* [TASK INSTRUCTIONS] Locate the line containing "Where can you see the dog's muzzle" in the data below. Reproduce it and every following line up to the end, exactly as given.

Excerpt from a dataset
▬▬▬▬▬▬
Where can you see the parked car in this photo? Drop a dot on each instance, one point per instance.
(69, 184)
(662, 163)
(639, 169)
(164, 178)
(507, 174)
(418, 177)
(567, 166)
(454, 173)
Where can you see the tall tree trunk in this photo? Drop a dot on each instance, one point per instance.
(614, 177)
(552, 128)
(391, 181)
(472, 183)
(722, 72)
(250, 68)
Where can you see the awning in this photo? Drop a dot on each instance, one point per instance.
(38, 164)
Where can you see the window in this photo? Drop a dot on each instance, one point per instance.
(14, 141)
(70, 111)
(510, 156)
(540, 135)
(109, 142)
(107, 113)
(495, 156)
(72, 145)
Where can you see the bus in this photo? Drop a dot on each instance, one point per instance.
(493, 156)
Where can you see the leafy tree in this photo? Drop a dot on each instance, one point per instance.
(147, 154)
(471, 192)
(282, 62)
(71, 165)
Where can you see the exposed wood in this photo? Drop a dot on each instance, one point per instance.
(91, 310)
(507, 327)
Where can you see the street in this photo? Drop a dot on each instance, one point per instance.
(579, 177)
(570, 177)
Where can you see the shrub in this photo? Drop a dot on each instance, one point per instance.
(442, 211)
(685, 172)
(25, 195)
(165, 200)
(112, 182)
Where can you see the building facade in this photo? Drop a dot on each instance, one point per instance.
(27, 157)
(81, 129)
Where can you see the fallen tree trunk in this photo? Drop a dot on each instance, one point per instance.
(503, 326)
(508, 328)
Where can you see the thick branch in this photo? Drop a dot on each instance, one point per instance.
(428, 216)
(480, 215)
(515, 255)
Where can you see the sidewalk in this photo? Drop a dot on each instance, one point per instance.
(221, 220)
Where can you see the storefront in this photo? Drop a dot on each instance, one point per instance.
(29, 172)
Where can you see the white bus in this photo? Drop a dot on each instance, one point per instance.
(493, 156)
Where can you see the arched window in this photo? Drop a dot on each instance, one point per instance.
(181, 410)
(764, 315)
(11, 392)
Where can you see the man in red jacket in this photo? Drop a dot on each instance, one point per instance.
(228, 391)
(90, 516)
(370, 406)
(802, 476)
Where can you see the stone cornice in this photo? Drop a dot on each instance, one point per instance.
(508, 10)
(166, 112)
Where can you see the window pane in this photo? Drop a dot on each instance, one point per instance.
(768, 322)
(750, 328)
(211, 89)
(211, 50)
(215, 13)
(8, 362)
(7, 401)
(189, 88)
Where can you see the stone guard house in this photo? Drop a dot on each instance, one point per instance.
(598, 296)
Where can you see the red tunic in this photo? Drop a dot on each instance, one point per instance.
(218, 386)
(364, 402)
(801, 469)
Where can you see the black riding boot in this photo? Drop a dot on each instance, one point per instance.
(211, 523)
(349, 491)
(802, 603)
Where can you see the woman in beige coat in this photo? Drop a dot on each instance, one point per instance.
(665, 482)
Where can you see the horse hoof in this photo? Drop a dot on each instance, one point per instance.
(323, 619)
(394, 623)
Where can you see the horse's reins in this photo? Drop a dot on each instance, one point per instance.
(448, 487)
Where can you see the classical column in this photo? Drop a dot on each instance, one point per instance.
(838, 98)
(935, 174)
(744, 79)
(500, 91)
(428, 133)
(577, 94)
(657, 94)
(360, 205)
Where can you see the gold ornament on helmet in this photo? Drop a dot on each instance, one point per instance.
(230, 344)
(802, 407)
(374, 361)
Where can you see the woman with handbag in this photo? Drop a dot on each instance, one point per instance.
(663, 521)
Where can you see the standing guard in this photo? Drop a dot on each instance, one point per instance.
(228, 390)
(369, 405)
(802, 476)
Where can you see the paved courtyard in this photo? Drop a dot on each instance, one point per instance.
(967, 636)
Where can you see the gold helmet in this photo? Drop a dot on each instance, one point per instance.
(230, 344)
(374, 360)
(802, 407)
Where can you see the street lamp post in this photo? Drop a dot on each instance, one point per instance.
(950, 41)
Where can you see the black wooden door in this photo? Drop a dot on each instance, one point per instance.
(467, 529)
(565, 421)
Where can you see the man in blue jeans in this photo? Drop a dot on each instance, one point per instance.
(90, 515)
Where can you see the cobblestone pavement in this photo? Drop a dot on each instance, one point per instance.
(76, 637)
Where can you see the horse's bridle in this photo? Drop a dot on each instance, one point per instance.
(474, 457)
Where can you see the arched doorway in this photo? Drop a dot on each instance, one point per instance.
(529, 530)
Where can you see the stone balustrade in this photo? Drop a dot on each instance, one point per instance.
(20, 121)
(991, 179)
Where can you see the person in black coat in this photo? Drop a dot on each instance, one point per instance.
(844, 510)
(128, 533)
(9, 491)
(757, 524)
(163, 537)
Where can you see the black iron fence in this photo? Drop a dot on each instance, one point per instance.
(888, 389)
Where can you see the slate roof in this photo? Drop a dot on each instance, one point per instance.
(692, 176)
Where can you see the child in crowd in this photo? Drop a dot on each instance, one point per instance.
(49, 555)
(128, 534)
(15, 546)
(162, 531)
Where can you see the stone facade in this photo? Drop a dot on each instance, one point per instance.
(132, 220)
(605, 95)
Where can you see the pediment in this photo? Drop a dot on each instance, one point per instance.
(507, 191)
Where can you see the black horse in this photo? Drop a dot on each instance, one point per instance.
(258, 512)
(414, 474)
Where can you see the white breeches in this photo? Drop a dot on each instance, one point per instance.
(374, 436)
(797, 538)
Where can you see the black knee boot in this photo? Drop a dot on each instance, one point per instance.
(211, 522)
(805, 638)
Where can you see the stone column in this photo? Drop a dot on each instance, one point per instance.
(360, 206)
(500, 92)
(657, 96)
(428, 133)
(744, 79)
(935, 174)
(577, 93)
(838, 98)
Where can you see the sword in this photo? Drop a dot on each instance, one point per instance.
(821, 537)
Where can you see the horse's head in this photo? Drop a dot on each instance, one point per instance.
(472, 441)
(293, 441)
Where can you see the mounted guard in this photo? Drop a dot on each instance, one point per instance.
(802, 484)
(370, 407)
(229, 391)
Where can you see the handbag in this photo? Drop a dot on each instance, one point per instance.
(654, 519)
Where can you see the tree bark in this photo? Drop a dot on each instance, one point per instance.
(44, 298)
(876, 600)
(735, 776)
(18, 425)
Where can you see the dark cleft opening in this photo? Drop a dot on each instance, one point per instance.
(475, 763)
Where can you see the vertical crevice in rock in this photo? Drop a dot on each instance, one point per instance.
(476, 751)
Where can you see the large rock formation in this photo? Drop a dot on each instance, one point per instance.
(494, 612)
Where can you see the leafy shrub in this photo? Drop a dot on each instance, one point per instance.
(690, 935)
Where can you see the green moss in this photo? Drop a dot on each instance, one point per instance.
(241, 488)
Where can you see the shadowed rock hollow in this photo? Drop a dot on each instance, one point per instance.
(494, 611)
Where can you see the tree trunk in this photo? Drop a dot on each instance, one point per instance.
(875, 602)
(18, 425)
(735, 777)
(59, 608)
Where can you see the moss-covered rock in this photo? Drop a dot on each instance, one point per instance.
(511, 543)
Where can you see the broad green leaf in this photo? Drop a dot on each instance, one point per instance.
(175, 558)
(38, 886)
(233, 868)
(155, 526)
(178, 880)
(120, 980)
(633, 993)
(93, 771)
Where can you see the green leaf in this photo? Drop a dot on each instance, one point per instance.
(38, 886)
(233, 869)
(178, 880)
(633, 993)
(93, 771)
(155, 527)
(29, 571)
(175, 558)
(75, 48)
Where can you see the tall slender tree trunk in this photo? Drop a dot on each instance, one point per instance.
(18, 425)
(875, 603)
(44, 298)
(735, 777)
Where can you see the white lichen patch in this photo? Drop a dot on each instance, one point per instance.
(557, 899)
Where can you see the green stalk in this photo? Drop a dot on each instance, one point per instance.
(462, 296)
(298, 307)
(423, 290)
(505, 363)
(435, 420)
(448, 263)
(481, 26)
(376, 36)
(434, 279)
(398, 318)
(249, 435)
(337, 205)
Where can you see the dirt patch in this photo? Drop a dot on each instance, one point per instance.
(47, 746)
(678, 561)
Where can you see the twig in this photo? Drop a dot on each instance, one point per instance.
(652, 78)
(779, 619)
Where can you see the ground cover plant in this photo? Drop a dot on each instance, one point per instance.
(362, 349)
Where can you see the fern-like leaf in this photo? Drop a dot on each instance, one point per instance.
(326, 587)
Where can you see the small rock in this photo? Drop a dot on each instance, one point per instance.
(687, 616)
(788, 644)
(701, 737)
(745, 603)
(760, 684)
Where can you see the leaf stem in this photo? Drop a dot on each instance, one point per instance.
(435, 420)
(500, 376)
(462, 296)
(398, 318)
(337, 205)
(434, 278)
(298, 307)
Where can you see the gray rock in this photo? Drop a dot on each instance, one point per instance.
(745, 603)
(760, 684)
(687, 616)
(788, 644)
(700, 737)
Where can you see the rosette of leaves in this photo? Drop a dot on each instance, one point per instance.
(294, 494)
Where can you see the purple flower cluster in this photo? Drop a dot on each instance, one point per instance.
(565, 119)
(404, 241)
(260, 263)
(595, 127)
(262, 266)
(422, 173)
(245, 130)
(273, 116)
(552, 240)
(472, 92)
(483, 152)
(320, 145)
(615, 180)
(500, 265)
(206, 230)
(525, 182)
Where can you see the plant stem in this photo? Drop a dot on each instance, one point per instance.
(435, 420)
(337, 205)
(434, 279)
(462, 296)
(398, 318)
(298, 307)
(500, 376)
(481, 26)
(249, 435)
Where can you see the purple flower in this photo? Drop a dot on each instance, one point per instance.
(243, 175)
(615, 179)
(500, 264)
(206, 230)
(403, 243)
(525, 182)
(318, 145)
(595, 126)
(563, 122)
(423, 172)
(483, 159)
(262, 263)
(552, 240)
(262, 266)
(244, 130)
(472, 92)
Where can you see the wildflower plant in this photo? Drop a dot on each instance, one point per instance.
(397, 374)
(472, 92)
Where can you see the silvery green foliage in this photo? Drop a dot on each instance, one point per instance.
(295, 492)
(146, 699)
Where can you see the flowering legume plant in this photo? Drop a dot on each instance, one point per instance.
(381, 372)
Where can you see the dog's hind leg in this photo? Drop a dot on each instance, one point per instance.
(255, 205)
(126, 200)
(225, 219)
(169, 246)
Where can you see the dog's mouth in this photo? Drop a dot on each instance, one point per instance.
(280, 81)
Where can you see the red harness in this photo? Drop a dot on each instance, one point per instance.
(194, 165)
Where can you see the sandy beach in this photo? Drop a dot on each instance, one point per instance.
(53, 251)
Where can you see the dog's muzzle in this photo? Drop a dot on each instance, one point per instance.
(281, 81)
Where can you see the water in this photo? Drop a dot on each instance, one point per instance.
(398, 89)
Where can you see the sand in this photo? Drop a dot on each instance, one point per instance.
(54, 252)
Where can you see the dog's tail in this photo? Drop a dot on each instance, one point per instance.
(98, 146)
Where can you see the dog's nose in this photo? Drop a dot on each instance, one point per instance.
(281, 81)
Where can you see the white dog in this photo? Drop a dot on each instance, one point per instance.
▬▬▬▬▬▬
* [CORRECT OUTPUT]
Where can you see the dog's muzzle in this photo? Drop a dot on each instance, one point per instance.
(281, 81)
Where can you see the water in this photo? Drop a dot on each instance, one point per instance.
(398, 89)
Where can you see the sand in this photo? Drop a dot on each instance, one point per instance.
(54, 252)
Where can you see the dog's tail in this photo? Drop a dot on each instance, one point per instance.
(98, 146)
Where can you see the dog's nose in this photo? Drop a dot on each instance, one point per instance.
(281, 81)
Where can you see the white dog in this photo? Drop a dot on each instance, one point per instance.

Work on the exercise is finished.